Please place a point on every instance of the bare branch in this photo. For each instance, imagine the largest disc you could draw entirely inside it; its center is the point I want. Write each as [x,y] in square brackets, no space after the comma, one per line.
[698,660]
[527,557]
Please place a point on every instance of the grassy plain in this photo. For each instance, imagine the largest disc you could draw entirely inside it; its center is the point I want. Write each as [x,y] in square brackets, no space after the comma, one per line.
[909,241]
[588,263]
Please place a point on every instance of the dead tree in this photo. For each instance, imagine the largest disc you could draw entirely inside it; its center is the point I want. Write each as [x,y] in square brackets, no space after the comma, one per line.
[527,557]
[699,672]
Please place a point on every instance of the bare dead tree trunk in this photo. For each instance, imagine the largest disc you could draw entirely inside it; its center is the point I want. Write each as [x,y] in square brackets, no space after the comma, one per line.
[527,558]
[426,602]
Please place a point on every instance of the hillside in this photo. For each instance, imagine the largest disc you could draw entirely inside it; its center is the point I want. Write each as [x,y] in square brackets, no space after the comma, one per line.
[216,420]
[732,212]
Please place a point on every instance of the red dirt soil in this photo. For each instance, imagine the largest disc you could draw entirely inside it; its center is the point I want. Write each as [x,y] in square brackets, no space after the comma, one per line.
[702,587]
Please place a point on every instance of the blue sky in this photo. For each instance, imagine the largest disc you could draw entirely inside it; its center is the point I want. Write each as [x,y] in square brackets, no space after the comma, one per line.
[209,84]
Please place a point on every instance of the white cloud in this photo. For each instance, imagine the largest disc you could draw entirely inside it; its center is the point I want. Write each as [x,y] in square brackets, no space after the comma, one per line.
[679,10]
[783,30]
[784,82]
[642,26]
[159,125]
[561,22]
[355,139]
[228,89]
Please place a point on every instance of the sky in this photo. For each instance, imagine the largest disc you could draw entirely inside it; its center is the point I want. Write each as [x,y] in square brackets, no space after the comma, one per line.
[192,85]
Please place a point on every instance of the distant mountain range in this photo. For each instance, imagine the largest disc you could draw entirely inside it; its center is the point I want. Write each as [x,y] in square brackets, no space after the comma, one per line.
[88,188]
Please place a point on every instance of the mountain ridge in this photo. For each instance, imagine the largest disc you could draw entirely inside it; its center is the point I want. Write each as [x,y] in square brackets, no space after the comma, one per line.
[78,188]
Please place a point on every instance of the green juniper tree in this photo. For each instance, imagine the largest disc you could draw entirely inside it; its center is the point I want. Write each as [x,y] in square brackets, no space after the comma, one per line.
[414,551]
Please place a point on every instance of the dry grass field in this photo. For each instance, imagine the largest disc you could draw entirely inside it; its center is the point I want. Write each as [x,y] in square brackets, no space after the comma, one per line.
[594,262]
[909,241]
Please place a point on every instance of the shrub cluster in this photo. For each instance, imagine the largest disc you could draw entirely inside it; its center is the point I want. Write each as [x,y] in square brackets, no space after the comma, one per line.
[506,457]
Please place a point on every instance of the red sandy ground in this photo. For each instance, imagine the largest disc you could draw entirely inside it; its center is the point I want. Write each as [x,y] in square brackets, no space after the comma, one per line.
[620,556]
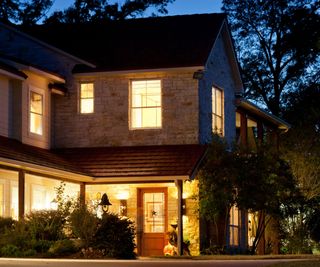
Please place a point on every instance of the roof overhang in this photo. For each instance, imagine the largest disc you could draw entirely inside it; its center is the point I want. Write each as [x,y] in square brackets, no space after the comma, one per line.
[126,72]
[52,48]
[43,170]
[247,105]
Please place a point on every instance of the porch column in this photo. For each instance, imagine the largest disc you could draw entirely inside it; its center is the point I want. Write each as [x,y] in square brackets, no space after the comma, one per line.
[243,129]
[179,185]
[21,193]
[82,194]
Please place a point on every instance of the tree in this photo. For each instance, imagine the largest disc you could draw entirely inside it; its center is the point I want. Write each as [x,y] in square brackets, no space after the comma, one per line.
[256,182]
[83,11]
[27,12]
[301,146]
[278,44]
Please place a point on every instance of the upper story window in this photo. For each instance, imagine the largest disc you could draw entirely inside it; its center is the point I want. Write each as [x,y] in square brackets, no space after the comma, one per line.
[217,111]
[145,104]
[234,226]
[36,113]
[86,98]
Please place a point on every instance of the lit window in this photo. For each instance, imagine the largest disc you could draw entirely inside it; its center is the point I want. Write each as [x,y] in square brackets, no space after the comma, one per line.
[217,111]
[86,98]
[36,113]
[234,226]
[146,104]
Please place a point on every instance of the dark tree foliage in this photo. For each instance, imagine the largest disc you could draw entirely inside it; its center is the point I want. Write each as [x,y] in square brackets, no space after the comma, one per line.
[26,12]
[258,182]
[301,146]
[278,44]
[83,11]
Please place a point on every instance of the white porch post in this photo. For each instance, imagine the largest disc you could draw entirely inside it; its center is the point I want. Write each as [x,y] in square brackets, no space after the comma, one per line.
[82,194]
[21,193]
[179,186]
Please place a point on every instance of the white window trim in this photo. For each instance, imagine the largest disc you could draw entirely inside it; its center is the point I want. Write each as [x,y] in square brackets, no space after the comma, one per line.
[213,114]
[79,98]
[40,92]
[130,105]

++++++++++++++++++++

■ **WHAT IS REQUIRED**
Reproduce the full listing faithfully, but do not carry over any pictures.

■ **RESPONSE TO THE TASK**
Please place a point on every instance of the bare branch in this photo. For each instance, imagine the largest disc you could draw entirely inside it; its center is the point I want. Write each as [x,y] in square brackets, no space after the comma, one per line.
[698,660]
[527,557]
Please place a point on every instance of the grassy plain in this photo. For each instance, imagine the largest disc you could draw entirely inside it; its center is the point I want. Write each as [x,y] in square brackets, no space after the comma, one per line.
[909,241]
[588,263]
Please place a point on every instance of the dead tree in this photo. For each instance, imagine the largest disc you could draw entirely inside it; its center is the point I want. Write each as [x,y] in square brackets, no space after the comma, one per line.
[527,557]
[699,672]
Please place a point on every instance of the bare dead tree trunk in this photo. For each instance, imagine the largest disc you could draw entirely inside it; its center is the point I want. Write each as [x,y] in square brackets, no space after the comma, one per line.
[527,558]
[426,602]
Please place a point on every instance of the hillside in this photo. For each instance, imagine the largest disc you could draw entirely inside it; its center is the point I want. Write each as [x,y] in square brackets, no space after the comma, one per line.
[216,420]
[732,212]
Please place a point on every instance of the red dirt soil in this photo. For each instance, imagine the largest disc you could draw entirely inside it; its center is the point I want. Write each as [x,y] in square brackets, no space after the comma, one per line.
[702,587]
Please place a point on every instance of the blue sky in this photo. For each instance, imagine the largest disc you could draw entirely inside it; its center is the point I want. Write each as [x,y] in square brackets, no space after the comma, one per line.
[209,84]
Please place a point on every instance of the white cloud in this photo. For each instance, imagine the largest disc you could draw entirely inside it; its center is the point I want. Write each as [x,y] in square brackets, no space after the comma, one per line.
[679,10]
[783,30]
[784,82]
[642,26]
[159,125]
[561,22]
[355,139]
[228,89]
Please place a point on every instance of the sky in this photo. For each instance, imagine the largest disc you could draw entirely inside it; its center is the point I want. Write each as [x,y] in square brackets, no space after the comma, one per line.
[192,85]
Please place a point on every instance of the distant mountain range in this photo. For each instance, imagine the largest disc you could draw entirely inside it; its center is the point I want. Write each as [x,y] in square brackets, no space after the comma, one per line.
[88,188]
Please place a point on every instance of the mountain ridge in this photo. For each instance, imagine the largest disc you could draw entirely inside it; its center is the point I want. Write each as [x,y] in square brackets, no space after the comma, one per line.
[78,188]
Please place a point on every instance of the green juniper tree in this photo. For each instance, imagine the largest disc you could draw entirely inside it; its center is the point I want. Write each as [x,y] in square brackets, no space after the comma, one per line.
[414,551]
Please place a point on every instance of the dry grass field in this photo. For each instance, imagine the largest disc you could draw entirely inside it; its center is the point I want. Write each as [x,y] in square brackets, no space after the comma, one per line.
[594,262]
[909,241]
Please place a point on every instance of the shrub cluster in this photo. For each instance, imagine the largest disc you could draw entirely inside it; its center is the point I want. Write each as [x,y] in square brackets, no space after the comma, one per line.
[506,457]
Please place a point on every instance of the red sandy ground in this photo. For each instance, imagine the largest disc you could draw entirely inside it; its center is the point I want. Write each as [x,y] in square brackets, no space after the comma, one per line.
[620,556]
Please place a point on every instance of the roof overhang in this photo. For each instance, imagine the largest disc you could draw entirely inside it; its center is the point I want. Write each as [x,y] in square brackets, no space after the comma, one per line.
[126,72]
[52,48]
[43,170]
[247,105]
Please place a point on every instance of the porch column in this photo. For each instance, imagine the largest disc you could draw entirely inside it; its center is the point I want. Write each as [x,y] in square brackets, no space after the comma, one per line.
[243,129]
[179,185]
[21,193]
[82,194]
Please place a point on every instance of the tree in this photo. For each instance, imagine the largest disc you could draw entirely inside it; its center is the point I want. Write each as [x,y] in square brackets, no space after the comma, one per line.
[256,182]
[83,11]
[27,12]
[301,146]
[278,44]
Please place a point on every instance of the upper story window in this photo. For each instance, imagine the largest disc you could draw entirely inside it; its center is the point I want. Write each as [x,y] in square brackets, no space after the comma, one per line.
[217,111]
[145,104]
[234,226]
[36,113]
[86,98]
Please place a point on every instance of the lit window in this photo. For each instance, imagine the largest disc you could draw entirely inside it; its center is the point I want. Write each as [x,y] in square brackets, no space after the comma, one per line.
[217,111]
[86,98]
[36,113]
[234,226]
[146,104]
Please place a point on every instance of the dark tree foliage in this photo. For each instance, imagine the largest disc you could draw entirely inside it; its center is the point I want. Write each as [x,y] in square brackets, no space after the comma, one per line.
[26,12]
[258,182]
[301,146]
[278,44]
[83,11]
Please place a point on every instance of the white porch post in this photo. For each instance, imagine the largest disc you could draw entirely inside it; its center is the point I want. Write each as [x,y] in square brackets, no space after the comma, one per line.
[82,194]
[21,193]
[179,186]
Please place a point on every instance of the white window trim in this photo. For each instance, imagine the largest disc you could draw entirely inside it; its center is the point I want. Write each as [x,y] in square brackets, no space after the comma, one per line.
[213,114]
[79,98]
[40,92]
[130,105]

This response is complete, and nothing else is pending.